#### Data provided
= = = =
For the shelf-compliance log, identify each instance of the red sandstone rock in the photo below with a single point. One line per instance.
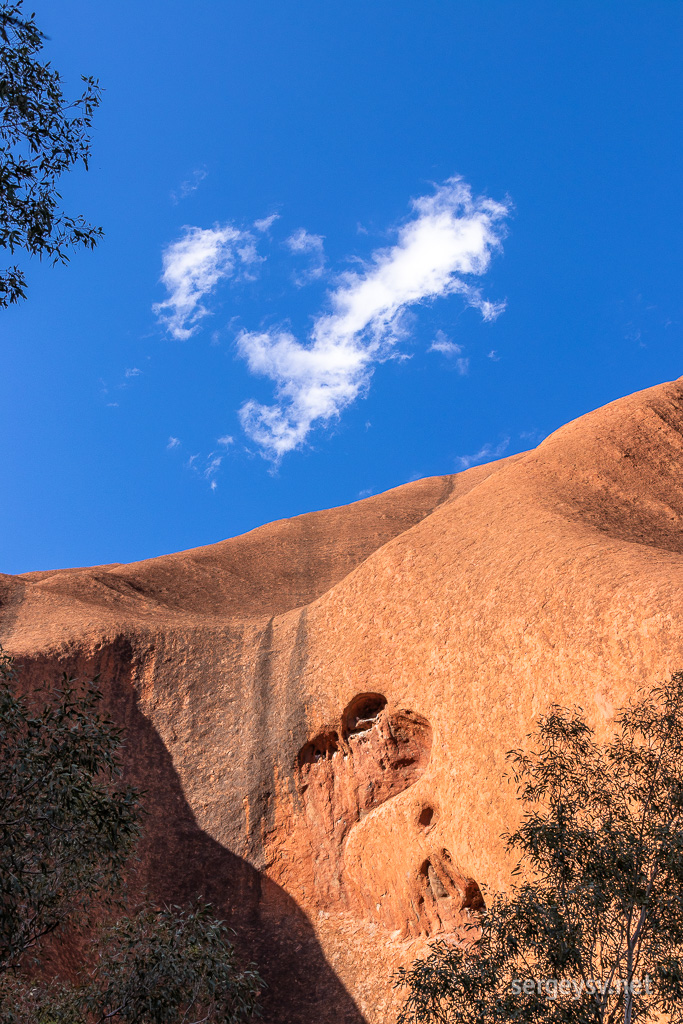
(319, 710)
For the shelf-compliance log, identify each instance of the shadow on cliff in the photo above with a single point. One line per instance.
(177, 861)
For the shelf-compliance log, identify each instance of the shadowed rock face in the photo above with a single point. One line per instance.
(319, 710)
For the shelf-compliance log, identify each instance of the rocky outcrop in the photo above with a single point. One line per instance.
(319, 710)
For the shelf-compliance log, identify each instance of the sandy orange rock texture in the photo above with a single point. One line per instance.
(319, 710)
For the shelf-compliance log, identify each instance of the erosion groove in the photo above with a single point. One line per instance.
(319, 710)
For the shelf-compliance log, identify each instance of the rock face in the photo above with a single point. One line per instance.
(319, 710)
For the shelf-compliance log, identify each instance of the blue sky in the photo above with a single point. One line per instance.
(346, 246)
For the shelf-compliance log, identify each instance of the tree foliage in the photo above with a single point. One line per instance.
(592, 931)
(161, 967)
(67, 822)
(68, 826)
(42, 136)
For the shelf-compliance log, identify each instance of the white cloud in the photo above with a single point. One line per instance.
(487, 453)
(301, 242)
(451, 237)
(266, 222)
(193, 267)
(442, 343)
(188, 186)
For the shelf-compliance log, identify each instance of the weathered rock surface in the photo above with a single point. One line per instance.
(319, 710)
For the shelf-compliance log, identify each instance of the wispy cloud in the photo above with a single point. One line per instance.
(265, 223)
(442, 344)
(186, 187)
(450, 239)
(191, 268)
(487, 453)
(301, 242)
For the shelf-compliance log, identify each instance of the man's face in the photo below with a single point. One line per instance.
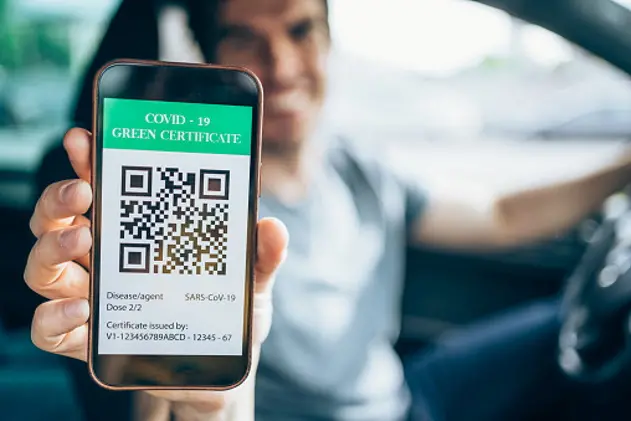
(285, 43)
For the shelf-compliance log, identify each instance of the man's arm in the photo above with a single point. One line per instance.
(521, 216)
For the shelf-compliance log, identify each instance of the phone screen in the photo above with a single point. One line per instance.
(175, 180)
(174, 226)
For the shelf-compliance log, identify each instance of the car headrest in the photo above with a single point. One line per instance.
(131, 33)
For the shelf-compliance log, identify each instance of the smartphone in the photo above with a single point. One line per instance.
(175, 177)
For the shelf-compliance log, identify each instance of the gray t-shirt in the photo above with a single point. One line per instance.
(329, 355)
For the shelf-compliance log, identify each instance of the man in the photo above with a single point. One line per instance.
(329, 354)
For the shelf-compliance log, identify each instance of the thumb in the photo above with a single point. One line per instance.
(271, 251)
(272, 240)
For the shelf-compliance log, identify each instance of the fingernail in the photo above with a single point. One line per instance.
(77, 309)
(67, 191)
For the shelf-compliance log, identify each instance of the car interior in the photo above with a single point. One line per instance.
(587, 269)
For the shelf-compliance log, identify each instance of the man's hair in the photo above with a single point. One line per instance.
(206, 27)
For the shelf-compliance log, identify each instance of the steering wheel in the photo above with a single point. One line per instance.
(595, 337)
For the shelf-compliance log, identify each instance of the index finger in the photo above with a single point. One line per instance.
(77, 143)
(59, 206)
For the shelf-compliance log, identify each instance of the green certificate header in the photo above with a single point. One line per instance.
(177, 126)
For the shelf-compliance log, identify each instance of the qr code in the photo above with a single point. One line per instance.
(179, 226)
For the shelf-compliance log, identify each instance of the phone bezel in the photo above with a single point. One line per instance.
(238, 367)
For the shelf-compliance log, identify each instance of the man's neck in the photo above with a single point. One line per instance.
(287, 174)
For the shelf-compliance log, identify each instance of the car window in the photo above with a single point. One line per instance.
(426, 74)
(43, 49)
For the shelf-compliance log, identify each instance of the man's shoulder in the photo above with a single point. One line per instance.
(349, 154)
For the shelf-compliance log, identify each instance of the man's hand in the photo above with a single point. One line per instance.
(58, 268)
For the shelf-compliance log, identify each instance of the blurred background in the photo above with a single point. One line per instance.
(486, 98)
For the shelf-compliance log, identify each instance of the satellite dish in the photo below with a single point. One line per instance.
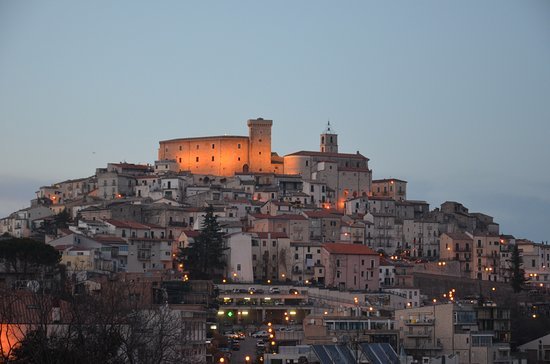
= = = =
#### Given task
Rewrite the records above so that every "shelf-compliance log" becomes "site survey log" and nothing else changes. Leave the pictures out.

#### Result for this task
For the site survey log, identify each instance of the red sandstone rock in the photo below with a single point. One line per instance.
(319, 710)
For the site survey log, identify each instance of the shadow on cliff in the photo above with a single point. One line per instance.
(177, 861)
For the site survey log, identify each instance of the shadowed rock face in the photo above with a single point. One line per instance.
(319, 710)
For the site survey log, identify each instance of the rocky outcrop in the photo above with a single point. One line per instance.
(319, 710)
For the site survey log, identify each instance of the sandy orange rock texture in the photo above with a single point. One line per instance.
(319, 710)
For the site survey log, identify each instance of the erosion groove in the photo above with a single point. One line per instance.
(319, 710)
For the site survey log, identify each instance of the rock face in the photo above with a single point. One line per instance.
(319, 710)
For the site survey log, identify each instance of the blue sky in the photo above with a single point. One line per instance.
(346, 246)
For the site survey log, identify each instance of the tree foliage in the photo above with a single point. One line per instance.
(592, 931)
(161, 967)
(67, 822)
(68, 826)
(42, 136)
For the site survey log, identify each instance of the white cloud in the photo above with a single point. One line per instance.
(487, 453)
(301, 242)
(451, 237)
(266, 222)
(193, 267)
(442, 343)
(188, 186)
For the site survey log, identify each instance of the weathered rock surface in the photo above with a single point. One line per instance.
(319, 710)
For the site survey log, identify each instance of the wispy cloud in the photo above with a single point. One line per instance.
(265, 223)
(442, 344)
(186, 187)
(450, 239)
(191, 268)
(487, 453)
(301, 242)
For the site survey log, identify each instance of the man's face in the photo below with a single point. One line per instance.
(285, 43)
For the site survey log, identify each instance of the man's arm in the photo above with a single point. One line per instance.
(521, 216)
For the site survey log, identify each instance of the phone screen in the photo above with a single point. One line per instance.
(175, 180)
(174, 226)
For the site survey log, identify each instance of the car headrest in the photo above with a single point. One line per instance.
(131, 33)
For the site survey log, identify each instance of the smartphone in the photo above with a single point. One line per instance.
(175, 177)
For the site survey log, identify each instance of the gray t-shirt in the photo above with a single point. One line per instance.
(329, 355)
For the site survey log, identify each instance of the man in the photo above with a single point. One line per instance.
(329, 354)
For the site survey log, identify each instance of the thumb in the photo above with a single point. One line per instance.
(271, 251)
(272, 240)
For the site survey log, identify each instance of the fingernail in the photo above with a single point. One line per instance.
(77, 309)
(67, 191)
For the site survey log, identify each instance of the car interior in the photo above with a single point. One line per instance.
(587, 269)
For the site survey log, identify each instance of the man's hair in the photo above with a single point. One line per instance.
(206, 27)
For the site survey log, identify each instance of the steering wheel in the photo above with a single point. One line per instance.
(595, 337)
For the site survey log, identify each instance of the index finger in the photo above with a single point. One line per instance.
(77, 143)
(59, 206)
For the site survey log, identify each instance of the green certificate header in the photo above with a single point. One line per instance.
(177, 126)
For the site survey log, identify each instance of the qr code in the photo above with a single point. One line per instance.
(179, 226)
For the site survey log, identify each instance of the phone bezel in the photo above with a single point. One line per instance.
(238, 367)
For the site survey log, identify each instance of the man's neck in the photo above with a single point. One line per instance.
(287, 174)
For the site survey log, identify each instance of the car window in the photo above with a single point. One line per instance.
(426, 74)
(43, 49)
For the site survey log, identify each instance of the man's shoulder in the photo above with a single point. One line per instance.
(349, 154)
For the site survey log, identify each instance of the man's hand in the photo above with a single point. One line per instance.
(58, 268)
For the site survey log, identify each instance of the blurred background in the photo above with a single point. One line per instance.
(486, 98)
For the site survey log, identify each instance of the satellite dish in the photo below with a single point. One line per instance.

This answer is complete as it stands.